* [Exercise objective] First find the line with "red barn, one" in the entries below, then set down exactly every line through the line with "green grass, one", that line included.

* [Region pointing data]
####

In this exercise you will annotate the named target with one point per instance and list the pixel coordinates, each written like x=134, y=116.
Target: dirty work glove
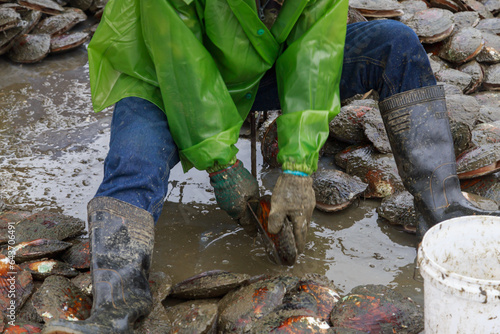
x=293, y=199
x=233, y=187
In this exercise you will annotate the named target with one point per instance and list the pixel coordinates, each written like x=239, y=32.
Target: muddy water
x=51, y=156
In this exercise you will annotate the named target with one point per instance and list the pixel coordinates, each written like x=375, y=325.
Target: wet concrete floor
x=51, y=155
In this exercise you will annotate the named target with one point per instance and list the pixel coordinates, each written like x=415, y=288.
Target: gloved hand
x=233, y=187
x=293, y=198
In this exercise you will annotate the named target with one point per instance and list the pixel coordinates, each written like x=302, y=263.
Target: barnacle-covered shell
x=398, y=209
x=194, y=316
x=45, y=268
x=9, y=18
x=463, y=45
x=78, y=256
x=209, y=284
x=58, y=298
x=378, y=309
x=377, y=8
x=432, y=25
x=36, y=249
x=491, y=50
x=492, y=77
x=336, y=190
x=45, y=6
x=48, y=225
x=30, y=48
x=68, y=41
x=13, y=279
x=479, y=161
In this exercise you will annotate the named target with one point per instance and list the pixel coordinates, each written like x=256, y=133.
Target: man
x=185, y=73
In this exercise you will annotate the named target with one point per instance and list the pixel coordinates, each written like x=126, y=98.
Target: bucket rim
x=439, y=275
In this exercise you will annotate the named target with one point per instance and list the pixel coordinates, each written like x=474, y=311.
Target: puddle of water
x=54, y=147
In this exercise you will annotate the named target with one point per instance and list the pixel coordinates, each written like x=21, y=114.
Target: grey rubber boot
x=418, y=127
x=121, y=239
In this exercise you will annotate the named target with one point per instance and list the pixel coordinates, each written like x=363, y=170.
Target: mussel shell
x=486, y=186
x=463, y=109
x=24, y=327
x=39, y=248
x=486, y=133
x=239, y=309
x=375, y=131
x=209, y=284
x=84, y=282
x=347, y=126
x=462, y=137
x=78, y=255
x=454, y=77
x=48, y=225
x=476, y=72
x=379, y=171
x=58, y=298
x=269, y=145
x=326, y=297
x=463, y=45
x=377, y=8
x=11, y=217
x=398, y=209
x=68, y=41
x=30, y=48
x=491, y=49
x=58, y=24
x=45, y=6
x=432, y=25
x=491, y=25
x=335, y=190
x=377, y=309
x=465, y=19
x=479, y=161
x=13, y=279
x=291, y=322
x=45, y=268
x=193, y=316
x=492, y=77
x=9, y=18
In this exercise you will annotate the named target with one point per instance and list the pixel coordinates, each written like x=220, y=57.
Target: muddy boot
x=417, y=124
x=122, y=237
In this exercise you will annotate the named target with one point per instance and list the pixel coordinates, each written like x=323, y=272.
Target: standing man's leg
x=122, y=216
x=387, y=56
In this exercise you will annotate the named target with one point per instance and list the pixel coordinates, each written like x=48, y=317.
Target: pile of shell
x=44, y=275
x=32, y=29
x=461, y=37
x=44, y=270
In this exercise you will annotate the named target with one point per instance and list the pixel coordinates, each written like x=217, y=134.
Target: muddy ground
x=51, y=157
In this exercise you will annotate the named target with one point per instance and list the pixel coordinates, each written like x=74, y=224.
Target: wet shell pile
x=30, y=30
x=44, y=270
x=224, y=302
x=463, y=45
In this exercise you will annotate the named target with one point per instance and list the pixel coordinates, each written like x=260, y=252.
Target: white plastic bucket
x=459, y=260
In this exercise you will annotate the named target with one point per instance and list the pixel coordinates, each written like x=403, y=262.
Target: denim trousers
x=384, y=55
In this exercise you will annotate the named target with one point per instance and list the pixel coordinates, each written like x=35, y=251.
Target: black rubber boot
x=121, y=238
x=418, y=127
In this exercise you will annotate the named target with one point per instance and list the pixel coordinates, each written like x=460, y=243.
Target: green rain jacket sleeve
x=308, y=75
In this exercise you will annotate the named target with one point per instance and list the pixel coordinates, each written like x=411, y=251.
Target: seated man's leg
x=121, y=219
x=388, y=57
x=141, y=154
x=384, y=55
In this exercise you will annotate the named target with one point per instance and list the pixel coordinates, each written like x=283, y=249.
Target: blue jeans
x=382, y=55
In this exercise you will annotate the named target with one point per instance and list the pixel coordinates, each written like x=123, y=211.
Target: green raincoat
x=201, y=61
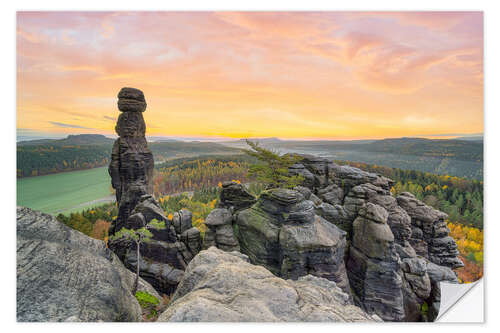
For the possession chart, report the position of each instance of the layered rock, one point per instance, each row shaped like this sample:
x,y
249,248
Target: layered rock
x,y
131,167
235,197
220,286
165,257
373,266
429,233
220,231
63,275
419,252
282,233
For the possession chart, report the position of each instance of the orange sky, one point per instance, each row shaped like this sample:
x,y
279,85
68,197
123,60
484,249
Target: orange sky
x,y
325,75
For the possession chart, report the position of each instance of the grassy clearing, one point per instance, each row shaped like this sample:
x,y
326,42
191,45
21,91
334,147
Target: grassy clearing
x,y
64,192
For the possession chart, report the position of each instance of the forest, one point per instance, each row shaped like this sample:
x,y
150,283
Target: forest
x,y
460,198
86,151
194,183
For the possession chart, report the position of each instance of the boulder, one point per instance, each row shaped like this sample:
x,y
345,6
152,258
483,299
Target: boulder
x,y
348,177
223,286
182,221
332,194
131,100
282,233
64,275
235,196
429,233
373,265
131,166
220,231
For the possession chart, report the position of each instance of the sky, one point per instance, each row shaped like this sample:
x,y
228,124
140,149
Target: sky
x,y
292,75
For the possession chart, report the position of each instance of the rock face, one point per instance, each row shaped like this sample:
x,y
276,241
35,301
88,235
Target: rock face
x,y
63,275
220,231
235,197
223,286
131,167
429,233
164,259
282,233
398,248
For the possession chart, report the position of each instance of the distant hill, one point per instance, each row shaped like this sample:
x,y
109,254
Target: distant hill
x,y
462,158
79,139
85,151
455,149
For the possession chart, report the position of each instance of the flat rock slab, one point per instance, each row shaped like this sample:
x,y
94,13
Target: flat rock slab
x,y
63,275
223,286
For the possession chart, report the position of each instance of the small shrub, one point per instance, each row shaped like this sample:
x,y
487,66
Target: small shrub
x,y
148,304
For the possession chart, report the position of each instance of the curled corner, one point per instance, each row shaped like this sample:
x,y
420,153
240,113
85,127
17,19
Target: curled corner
x,y
453,307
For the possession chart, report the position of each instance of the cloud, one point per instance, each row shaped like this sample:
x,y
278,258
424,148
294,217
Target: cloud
x,y
58,124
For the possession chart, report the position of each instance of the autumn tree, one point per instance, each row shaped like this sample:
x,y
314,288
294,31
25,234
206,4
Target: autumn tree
x,y
273,169
139,236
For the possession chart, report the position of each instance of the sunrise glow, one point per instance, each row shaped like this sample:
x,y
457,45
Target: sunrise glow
x,y
306,75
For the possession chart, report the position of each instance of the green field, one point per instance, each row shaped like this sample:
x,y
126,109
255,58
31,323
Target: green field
x,y
65,192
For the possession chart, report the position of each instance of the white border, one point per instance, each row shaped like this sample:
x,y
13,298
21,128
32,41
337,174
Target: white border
x,y
492,135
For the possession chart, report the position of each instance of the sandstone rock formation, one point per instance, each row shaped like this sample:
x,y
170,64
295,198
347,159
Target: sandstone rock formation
x,y
131,167
282,233
429,233
399,249
223,286
235,197
220,231
164,259
63,275
373,266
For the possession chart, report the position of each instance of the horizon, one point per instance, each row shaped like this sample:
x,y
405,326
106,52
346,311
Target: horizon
x,y
21,137
231,75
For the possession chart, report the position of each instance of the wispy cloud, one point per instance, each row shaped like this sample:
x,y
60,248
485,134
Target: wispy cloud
x,y
58,124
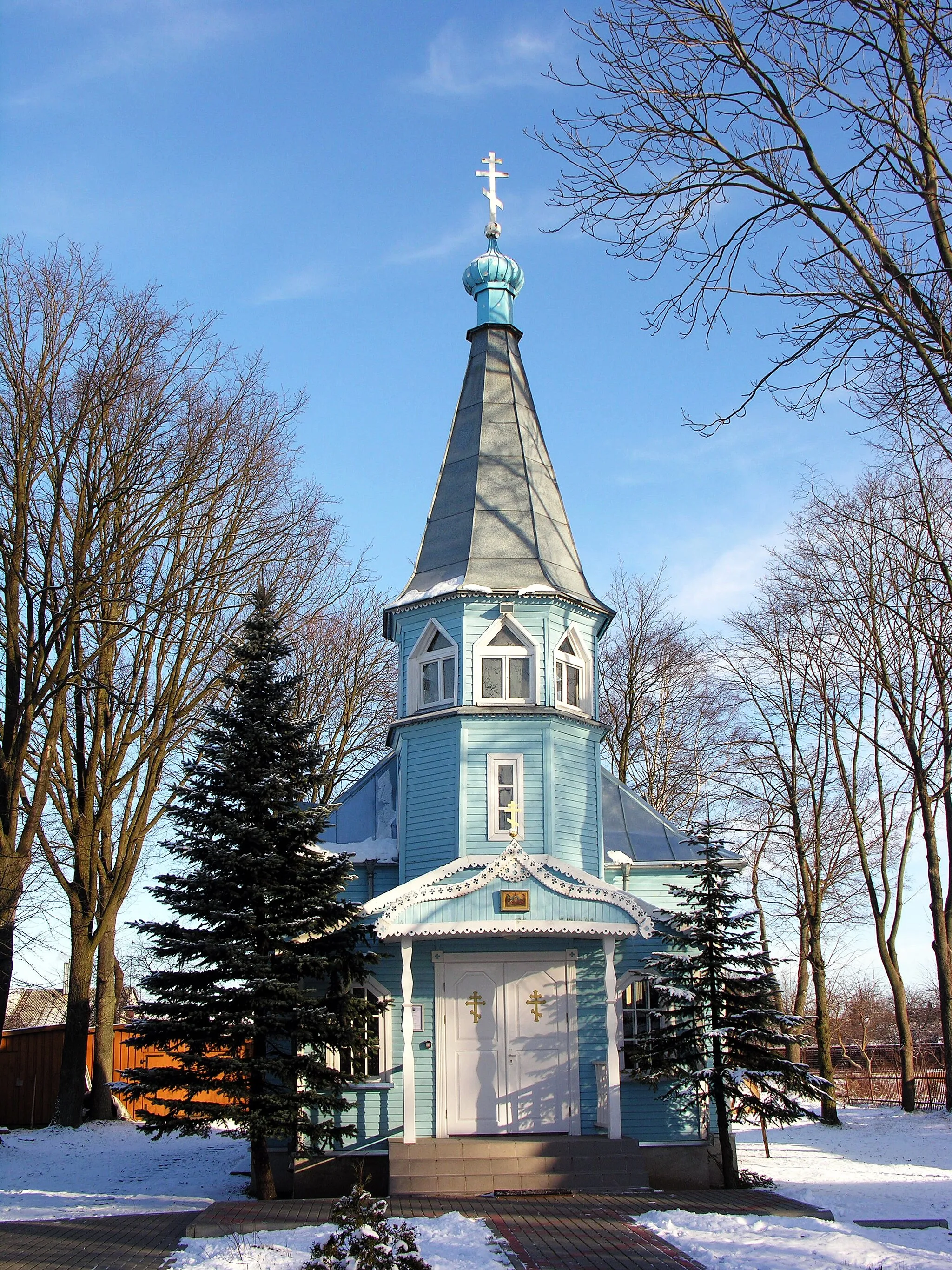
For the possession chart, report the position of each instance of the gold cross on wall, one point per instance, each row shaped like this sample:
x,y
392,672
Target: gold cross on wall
x,y
536,1001
512,810
474,1001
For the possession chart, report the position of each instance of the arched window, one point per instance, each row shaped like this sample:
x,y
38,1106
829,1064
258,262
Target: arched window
x,y
371,1064
572,689
432,671
506,666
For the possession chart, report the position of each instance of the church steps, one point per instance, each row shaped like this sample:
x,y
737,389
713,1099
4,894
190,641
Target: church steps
x,y
473,1166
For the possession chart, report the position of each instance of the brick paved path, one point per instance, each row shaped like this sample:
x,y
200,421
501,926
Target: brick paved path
x,y
93,1243
545,1232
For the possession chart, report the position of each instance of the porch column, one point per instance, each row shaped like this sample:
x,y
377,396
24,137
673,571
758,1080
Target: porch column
x,y
407,986
612,1069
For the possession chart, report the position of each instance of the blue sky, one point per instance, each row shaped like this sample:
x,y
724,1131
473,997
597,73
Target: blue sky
x,y
306,171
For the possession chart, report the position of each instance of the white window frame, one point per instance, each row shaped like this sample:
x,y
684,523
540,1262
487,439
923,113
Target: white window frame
x,y
482,648
493,764
414,668
385,1024
582,662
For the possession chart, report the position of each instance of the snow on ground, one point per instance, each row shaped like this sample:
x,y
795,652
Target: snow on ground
x,y
450,1243
107,1169
883,1164
724,1243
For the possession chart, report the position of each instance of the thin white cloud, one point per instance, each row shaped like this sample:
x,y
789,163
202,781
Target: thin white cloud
x,y
725,585
463,63
443,246
301,285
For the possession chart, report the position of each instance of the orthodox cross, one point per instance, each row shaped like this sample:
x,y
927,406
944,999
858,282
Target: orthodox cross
x,y
494,202
512,810
474,1001
536,1001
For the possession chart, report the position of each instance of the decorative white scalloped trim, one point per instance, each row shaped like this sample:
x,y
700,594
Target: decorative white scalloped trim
x,y
502,926
513,865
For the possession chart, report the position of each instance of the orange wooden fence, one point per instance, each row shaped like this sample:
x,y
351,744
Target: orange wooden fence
x,y
30,1071
886,1088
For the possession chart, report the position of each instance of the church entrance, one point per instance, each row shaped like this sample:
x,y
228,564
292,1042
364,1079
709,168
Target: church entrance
x,y
507,1044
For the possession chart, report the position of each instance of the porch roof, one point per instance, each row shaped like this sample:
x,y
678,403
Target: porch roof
x,y
459,899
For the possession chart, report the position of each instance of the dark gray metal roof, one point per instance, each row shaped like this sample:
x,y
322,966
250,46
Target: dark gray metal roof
x,y
497,521
634,830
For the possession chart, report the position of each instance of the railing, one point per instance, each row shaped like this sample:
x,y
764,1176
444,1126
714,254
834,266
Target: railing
x,y
886,1088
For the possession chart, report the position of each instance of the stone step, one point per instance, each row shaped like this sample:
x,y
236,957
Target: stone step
x,y
475,1166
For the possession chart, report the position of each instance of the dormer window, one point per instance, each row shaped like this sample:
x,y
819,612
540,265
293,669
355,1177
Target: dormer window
x,y
569,675
572,673
438,672
432,671
506,667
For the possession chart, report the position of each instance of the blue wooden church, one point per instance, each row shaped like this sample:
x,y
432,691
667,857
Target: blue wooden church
x,y
509,878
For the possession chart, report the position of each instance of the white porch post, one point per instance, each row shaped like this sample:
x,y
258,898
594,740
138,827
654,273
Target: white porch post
x,y
612,1069
407,986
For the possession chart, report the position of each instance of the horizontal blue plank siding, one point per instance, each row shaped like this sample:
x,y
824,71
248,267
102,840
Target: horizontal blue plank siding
x,y
431,760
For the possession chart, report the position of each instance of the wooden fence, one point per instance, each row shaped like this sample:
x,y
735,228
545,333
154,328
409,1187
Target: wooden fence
x,y
886,1088
30,1071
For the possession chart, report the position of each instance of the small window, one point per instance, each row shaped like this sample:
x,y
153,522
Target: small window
x,y
640,1017
366,1064
508,675
504,789
433,671
570,676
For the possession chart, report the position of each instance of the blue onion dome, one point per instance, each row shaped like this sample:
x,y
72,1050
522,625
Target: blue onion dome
x,y
493,268
493,281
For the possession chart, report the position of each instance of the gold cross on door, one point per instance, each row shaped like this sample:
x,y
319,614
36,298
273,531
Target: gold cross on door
x,y
536,1001
474,1001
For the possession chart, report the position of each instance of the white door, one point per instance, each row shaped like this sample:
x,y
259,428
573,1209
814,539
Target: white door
x,y
507,1057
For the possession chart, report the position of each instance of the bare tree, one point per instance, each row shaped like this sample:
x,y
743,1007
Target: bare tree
x,y
348,685
668,718
784,771
182,494
73,352
878,554
796,153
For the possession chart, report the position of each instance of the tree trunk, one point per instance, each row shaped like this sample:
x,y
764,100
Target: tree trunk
x,y
940,944
803,984
73,1072
12,871
262,1170
824,1052
729,1164
102,1108
900,1008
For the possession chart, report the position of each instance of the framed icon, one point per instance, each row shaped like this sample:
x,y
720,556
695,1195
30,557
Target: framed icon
x,y
515,901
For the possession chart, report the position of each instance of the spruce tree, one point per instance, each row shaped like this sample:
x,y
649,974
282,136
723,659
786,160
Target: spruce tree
x,y
254,981
716,1036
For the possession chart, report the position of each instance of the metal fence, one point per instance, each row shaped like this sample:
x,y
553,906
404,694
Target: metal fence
x,y
886,1088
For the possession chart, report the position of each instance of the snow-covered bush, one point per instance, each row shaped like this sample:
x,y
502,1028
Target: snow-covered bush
x,y
366,1240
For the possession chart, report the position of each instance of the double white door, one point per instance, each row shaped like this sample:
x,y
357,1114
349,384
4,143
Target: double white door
x,y
507,1045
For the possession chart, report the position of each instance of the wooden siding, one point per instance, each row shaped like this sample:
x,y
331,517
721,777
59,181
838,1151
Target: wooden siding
x,y
432,765
575,797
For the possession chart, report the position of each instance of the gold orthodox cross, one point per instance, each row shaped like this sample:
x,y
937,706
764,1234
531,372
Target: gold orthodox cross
x,y
513,812
494,202
536,1001
474,1001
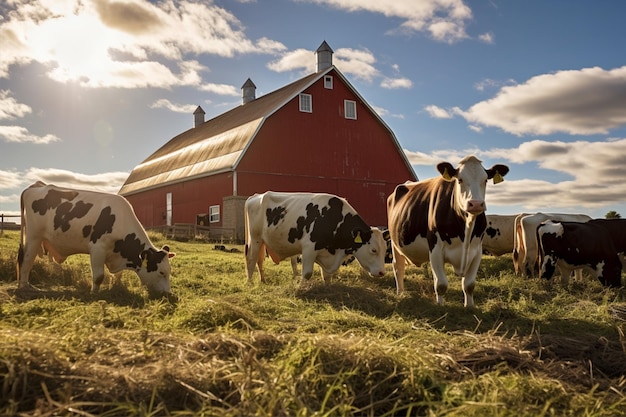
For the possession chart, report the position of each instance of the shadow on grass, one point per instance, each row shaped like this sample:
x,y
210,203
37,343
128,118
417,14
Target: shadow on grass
x,y
497,307
117,295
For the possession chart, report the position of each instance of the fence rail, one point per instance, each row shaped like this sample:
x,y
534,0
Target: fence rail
x,y
188,231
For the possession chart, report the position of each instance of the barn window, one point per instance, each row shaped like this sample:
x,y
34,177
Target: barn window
x,y
306,104
168,209
328,82
214,214
349,108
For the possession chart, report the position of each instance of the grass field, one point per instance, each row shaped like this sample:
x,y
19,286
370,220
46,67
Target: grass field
x,y
227,347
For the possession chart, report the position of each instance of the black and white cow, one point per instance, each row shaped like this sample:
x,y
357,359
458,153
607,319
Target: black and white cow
x,y
596,246
324,228
442,220
64,222
526,249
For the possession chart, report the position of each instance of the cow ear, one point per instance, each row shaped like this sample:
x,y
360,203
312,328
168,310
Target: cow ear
x,y
447,171
497,172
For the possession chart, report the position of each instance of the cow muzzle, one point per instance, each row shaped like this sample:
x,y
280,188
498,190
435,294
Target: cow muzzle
x,y
475,206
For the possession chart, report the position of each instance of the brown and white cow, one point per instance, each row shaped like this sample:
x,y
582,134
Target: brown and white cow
x,y
64,222
442,220
324,228
499,234
596,246
526,250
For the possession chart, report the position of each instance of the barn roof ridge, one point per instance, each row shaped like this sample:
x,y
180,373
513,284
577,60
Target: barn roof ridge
x,y
219,144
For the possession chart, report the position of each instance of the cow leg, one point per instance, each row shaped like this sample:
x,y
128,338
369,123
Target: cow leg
x,y
308,259
294,265
326,275
437,265
97,271
399,265
25,259
578,274
469,282
255,255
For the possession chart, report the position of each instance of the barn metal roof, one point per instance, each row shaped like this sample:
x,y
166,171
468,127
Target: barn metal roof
x,y
218,144
214,146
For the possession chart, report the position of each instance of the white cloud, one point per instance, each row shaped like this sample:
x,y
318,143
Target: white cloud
x,y
357,62
221,89
437,112
11,179
126,44
394,83
579,102
490,83
299,59
19,134
595,173
9,107
443,20
164,103
487,37
109,182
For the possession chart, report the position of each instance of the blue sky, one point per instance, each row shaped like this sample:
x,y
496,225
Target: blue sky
x,y
90,88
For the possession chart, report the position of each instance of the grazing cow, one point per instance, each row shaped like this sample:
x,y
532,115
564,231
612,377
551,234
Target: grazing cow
x,y
498,238
442,220
526,249
64,222
595,246
324,228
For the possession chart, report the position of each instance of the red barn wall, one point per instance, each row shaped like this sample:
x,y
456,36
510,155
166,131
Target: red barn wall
x,y
189,199
323,151
295,151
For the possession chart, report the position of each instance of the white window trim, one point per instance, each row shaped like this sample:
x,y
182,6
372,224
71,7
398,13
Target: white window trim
x,y
345,109
214,214
303,103
328,82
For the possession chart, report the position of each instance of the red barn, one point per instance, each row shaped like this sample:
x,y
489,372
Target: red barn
x,y
316,134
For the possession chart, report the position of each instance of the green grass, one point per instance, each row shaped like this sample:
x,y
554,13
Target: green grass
x,y
226,347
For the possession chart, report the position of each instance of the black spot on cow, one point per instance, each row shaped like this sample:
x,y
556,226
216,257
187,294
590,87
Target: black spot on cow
x,y
103,225
52,200
329,229
492,232
131,249
274,215
66,212
152,258
304,222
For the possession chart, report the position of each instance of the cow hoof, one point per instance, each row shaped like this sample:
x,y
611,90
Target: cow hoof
x,y
28,287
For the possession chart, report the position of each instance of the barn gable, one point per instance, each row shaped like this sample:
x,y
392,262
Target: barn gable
x,y
214,146
338,145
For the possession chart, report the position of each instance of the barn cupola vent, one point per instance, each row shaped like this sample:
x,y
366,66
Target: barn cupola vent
x,y
248,91
324,57
198,117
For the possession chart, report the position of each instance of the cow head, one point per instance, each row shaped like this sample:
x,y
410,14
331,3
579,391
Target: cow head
x,y
371,253
155,270
470,182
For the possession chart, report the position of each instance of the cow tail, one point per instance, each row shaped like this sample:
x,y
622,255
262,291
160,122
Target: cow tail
x,y
20,251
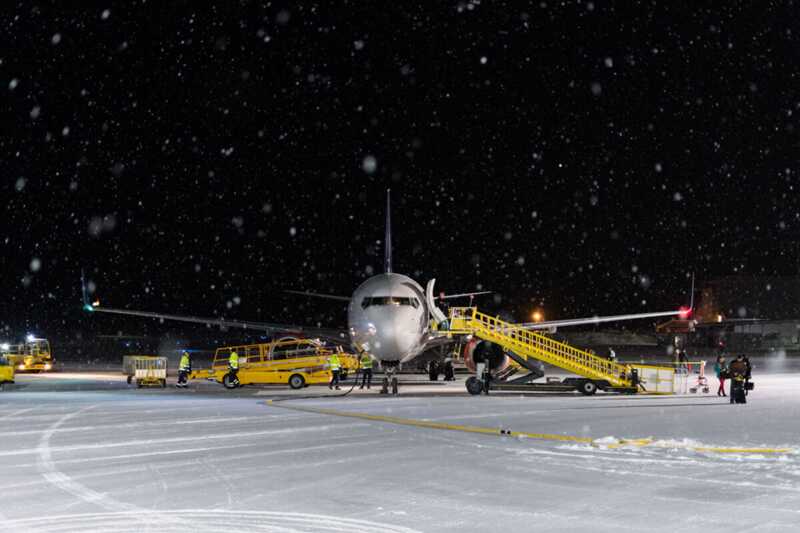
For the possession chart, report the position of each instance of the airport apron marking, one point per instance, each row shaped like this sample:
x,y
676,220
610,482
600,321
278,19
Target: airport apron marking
x,y
622,443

####

* [Solved problem]
For the possession chart, report the position of each instance of the red barn, one point per instance, each row shaped like this sample:
x,y
489,372
Target: red barn
x,y
316,134
For the possession chart, report the position of each instance of the green grass, one point per instance, each row shaped like this sample:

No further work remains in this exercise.